*** Excerpted passage Section Begins ***

A House Divided: Where Are the U.S. Bishops Heading?

As the abuse scandal continues, Catholic bishops will be judged by their worst member. Can they overcome their divisions?

As the nation's Catholic bishops headed to their twice-yearly meeting in St. Louis this week, they had two simple goals: to demonstrate they have regained their bearings after a year of scandal, and to recoup some of the gravitas they forfeited through missteps in addressing the crisis.

Yet in the span of an hour this week, two stunning events probably wrecked those plans, and in the process seemed to show the bishops as powerless as ever to halt the church's fall from grace. What's more, the second incident shows just how divided the bishops' conference now appears to be.

First, Phoenix authorities announced that Bishop Thomas O'Brien was charged in a fatal hit-and-run accident, in which O'Brien allegedly struck and killed a man with his car Saturday night. O'Brien did not even mention the accident until police traced him through his license plate Monday morning. The bishop told investigators he thought he'd hit an animal or that someone threw a rock at his windshield.

And this, just two weeks after O'Brien agreed to a plea bargain with the county prosecutor in which, in exchange for immunity from prosecution, he admitted he had assigned priests accused of sexual abuse to some of his parishes.


With his arrest, O'Brien became the perfect metaphor for the bishops in crisis: a hit-and-run driver who leaves innocent victims in his wake and speeds on to avoid punishment. As they say in the tabloids, you can't make this stuff up.

*** Excerpted passage Section Ends ***

> Problems to work on:
1: In the article on the U.S. bishops, in what city was the bishops' twice-yearly meeting held?
2: Copy the article on the U.S. bishops from "As the nation's" up to and including "appears to be.", substituting "credibility" for "gravitas".

*** Information given Section Begins ***

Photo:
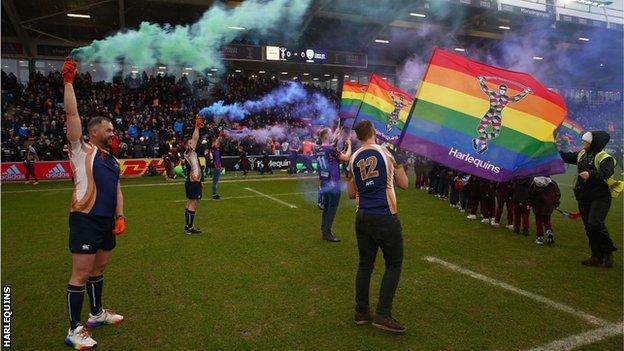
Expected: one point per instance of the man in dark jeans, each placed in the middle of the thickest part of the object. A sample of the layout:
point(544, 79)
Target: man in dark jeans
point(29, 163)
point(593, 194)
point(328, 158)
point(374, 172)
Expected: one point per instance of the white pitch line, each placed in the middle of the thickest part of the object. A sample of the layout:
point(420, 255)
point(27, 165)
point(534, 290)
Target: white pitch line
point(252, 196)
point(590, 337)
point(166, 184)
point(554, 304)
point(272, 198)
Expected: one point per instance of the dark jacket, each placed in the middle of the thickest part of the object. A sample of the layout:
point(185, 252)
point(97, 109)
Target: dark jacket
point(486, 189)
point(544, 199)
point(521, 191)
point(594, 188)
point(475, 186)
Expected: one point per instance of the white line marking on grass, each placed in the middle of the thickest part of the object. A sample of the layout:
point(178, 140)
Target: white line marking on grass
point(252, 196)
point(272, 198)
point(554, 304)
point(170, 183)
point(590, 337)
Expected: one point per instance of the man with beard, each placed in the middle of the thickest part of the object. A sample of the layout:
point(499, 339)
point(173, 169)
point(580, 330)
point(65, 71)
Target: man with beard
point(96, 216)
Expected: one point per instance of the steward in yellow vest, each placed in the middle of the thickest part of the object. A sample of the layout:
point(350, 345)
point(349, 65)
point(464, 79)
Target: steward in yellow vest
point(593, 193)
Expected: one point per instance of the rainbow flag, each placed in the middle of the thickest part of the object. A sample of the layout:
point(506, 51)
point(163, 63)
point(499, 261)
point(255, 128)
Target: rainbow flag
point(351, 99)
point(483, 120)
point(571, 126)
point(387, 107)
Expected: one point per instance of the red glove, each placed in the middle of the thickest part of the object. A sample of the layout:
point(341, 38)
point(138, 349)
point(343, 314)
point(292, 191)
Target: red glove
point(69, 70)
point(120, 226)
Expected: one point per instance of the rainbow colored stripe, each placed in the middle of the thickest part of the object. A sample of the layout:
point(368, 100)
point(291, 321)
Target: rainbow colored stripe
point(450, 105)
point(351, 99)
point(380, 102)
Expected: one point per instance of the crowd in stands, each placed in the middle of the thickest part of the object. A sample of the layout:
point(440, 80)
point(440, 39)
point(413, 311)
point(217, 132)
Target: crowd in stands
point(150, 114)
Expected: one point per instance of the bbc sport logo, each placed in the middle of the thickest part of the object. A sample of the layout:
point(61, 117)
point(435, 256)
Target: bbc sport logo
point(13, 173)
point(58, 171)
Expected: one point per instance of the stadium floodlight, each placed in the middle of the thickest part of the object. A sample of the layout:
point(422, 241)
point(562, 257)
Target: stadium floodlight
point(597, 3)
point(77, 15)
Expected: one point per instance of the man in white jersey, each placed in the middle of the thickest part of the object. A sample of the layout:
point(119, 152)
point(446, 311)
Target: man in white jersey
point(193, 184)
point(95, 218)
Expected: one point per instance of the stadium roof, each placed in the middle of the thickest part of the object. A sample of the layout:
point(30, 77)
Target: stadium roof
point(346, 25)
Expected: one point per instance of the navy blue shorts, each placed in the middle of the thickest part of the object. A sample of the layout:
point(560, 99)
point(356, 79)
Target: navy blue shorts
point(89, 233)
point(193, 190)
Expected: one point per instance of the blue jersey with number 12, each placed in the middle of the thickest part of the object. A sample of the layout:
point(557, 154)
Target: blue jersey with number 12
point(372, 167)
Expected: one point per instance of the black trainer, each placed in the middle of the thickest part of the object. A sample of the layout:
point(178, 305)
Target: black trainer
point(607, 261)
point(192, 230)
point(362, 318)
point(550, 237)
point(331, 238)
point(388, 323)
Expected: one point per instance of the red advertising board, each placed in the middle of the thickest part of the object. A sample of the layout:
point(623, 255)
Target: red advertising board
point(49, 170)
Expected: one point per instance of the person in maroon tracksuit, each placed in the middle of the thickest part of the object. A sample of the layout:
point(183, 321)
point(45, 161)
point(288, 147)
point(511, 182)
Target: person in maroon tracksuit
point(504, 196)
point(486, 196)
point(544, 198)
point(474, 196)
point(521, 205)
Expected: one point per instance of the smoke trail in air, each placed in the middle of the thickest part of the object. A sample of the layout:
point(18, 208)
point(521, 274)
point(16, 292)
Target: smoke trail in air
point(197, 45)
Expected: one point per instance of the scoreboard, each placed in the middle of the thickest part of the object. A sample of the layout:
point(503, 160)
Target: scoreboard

*** Information given Section Ends ***

> Responses by item number:
1: St. Louis

2:
As the nation's Catholic bishops headed to their twice-yearly meeting in St. Louis this week, they had two simple goals: to demonstrate they have regained their bearings after a year of scandal, and to recoup some of the credibility they forfeited through missteps in addressing the crisis.

Yet in the span of an hour this week, two stunning events probably wrecked those plans, and in the process seemed to show the bishops as powerless as ever to halt the church's fall from grace. What's more, the second incident shows just how divided the bishops' conference now appears to be.